Design: Edge Cases and Legibility
955 words | ~ 5 min read | Jun 17, 2020 | last modified Jun 20, 2020 | design
From A Designer’s Code of Ethics:
A designer does not believe in edge cases.
When you decide who you’re designing for, you’re making an implicit statement about who you’re not designing for. For years we referred to people who weren’t crucial to our products’ success as “edge cases”. We were marginalizing people. And we were making a decision that there were people in the world whose problems weren’t worth solving.
Facebook now claims to have two billion users. 1% of two billion people, which most products would consider an edge case, is twenty million people. Those are the people at the margins.
“When you call something an edge case, you’re really just defining the limits of what you care about.”
– Eric Meyer
These are the trans people who get caught on the edges of “real names” projects. These are the single moms who get caught on the edges of “both parents must sign” permission slips. These are the elderly immigrants who show up to vote and can’t get ballots in their native tongues.
They are not edge cases. They are human beings, and we owe them our best work.
I don’t think the main issue is that designers think consciously about an edge case and decide not to care about it. That is an issue – but to me, the bigger problem is that there’s a lot of edge cases that just… don’t occur to the designer, or anyone else involved in the product. Designers wind up making a lot of assumptions subconsciously, without even realizing what’s happening. Thus, it’s not enough to just say “oh, I’ll just deal properly with all the edge cases as they come up” – you must actively work to divest yourself of these assumptions.
To me, “good” design (universal, accessible, and to some extent pleasing) consists of making as few assumptions as possible about your users. When design does make excessive assumptions, or false assumptions, it often has the effect of forcing the users to fit the design. This is upsetting to the users, who (if they have a choice in the matter) may then choose to stop using the product (if it is a product). However, if the product or design is imposed on the user by an outside force, the resulting effect – of forcing the user to fit the designer’s assumptions – gets far more dangerous.
What I wish to do now is provide context: a list of links that have informed and shaped my thinking on this topic.
Epistemological resources to help you on your quest:
- Of prime importance is the concept of legibility, which I first encountered in the SlateStarCodex review of “Seeing like a State”, here.
- Further reading on legibility: Notes on the Legibility War, Legibility Privileges, and Legibility as a relationship by D. R. MacIver. These posts also link to other resources on legibility.
- Notes on the Legibility War also mentions the idea of torque, which is the “force that acts between lives and classification systems, shaping each to the other”. I tend to prefer Siderea’s concept of Procrustean Epistemologies: Part 1, Part 2, Metalogue 1.
- Also related is the concept of the typical mind fallacy.

-=-=-=-=-

### WHAT TO WORK ON
1. List the groups of people that the post on edge cases and legibility describes as getting caught on the edges of a project, form, or process.
2. Write the next part of the post on edge cases and legibility, continuing on from its last line.
You won't need the dataset entries for any of this.

Dataset entries
-=-=-=-=-

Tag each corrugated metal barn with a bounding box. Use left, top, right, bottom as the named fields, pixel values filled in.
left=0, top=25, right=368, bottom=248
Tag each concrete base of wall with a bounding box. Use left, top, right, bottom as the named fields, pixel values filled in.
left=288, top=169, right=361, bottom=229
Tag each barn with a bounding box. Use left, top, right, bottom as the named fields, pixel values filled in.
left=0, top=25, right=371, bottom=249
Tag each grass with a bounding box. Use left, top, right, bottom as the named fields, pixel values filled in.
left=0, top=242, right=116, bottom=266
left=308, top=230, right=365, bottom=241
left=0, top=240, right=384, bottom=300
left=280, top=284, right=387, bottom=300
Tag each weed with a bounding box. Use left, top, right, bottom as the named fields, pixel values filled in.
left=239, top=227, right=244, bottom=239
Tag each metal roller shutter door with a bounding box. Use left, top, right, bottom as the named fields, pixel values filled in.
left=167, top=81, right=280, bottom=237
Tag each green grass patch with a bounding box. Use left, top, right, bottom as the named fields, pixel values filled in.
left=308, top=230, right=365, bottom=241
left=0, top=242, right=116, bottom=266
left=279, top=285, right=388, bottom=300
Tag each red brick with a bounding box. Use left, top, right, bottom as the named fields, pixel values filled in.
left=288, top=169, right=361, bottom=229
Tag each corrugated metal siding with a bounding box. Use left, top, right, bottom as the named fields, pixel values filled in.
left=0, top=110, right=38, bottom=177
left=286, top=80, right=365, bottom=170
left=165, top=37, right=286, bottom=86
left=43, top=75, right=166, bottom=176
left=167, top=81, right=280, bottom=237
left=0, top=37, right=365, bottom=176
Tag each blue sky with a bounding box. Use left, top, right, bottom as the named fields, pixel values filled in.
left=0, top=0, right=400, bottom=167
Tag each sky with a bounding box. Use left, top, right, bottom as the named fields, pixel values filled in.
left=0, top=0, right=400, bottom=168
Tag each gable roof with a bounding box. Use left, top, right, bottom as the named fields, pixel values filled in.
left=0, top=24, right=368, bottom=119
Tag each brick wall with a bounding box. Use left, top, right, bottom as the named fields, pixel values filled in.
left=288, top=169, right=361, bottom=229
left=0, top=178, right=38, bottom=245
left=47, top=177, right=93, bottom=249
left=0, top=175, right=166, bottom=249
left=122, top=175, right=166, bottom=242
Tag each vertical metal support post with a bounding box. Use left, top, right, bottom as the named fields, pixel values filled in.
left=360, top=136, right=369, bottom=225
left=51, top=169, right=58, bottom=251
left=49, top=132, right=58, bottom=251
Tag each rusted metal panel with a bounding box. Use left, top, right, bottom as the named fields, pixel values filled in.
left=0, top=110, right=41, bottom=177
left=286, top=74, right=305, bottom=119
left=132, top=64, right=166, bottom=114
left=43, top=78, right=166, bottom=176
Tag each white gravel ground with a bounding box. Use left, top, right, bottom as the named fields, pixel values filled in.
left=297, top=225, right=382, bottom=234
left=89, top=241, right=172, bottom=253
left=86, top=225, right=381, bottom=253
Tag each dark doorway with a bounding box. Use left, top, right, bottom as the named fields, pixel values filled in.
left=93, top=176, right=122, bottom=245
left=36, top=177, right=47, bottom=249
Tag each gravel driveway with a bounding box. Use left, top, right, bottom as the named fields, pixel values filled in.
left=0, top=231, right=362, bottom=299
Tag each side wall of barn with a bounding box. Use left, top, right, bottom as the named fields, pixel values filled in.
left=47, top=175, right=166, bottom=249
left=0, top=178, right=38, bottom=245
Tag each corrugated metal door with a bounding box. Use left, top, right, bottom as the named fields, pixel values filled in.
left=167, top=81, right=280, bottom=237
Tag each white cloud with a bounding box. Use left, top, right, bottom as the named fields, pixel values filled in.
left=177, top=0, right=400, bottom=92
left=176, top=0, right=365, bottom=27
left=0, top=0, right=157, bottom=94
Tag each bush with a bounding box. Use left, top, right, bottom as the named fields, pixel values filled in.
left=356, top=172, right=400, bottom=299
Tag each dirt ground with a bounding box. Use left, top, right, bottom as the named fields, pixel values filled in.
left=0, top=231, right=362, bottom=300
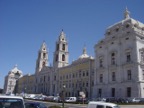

-=-=-=-=-

### TASK-BY-TASK OUTPUTS
1.
- Trans people, caught on the edges of "real names" projects
- Single moms, caught on the edges of "both parents must sign" permission slips
- Elderly immigrants, who show up to vote and can't get ballots in their native tongues

2.
Lots and lots (and lots) of examples of specific problems:
- Means Tests and Self-Employment and De Facto Sexism, also by Siderea
- Dear Tech, You Suck at Delight
- Inadvertent Algorithmic Cruelty
- Personal Histories
- I tried tracking my period and it was even worse than I could have imagined
- The deadly truth about a world built for men
- Also: the standard computer keyboard key size was designed for men’s hands. There were some experiments in Asia with smaller keyboards, which many women apparently find more comfortable, but they never caught on (and can’t even be found in the ergo keyboard market today as far as I’m aware, and I’m pretty obsessive about keyboards). Like it or not, the standard key size is 19mm, and you’re stuck with it even more than you’re stuck with QWERTY – at least layout can be reprogrammed in software.
- You’re Always Coming Out
- I’d like to especially call your attention to the quote “we only ever fit on forms designed by people like us”. If someone on your team frequently falls into an often-overlooked edge case, they’re more likely to notice it in your product. It’s the best practical argument I know of for diversity in the workplace.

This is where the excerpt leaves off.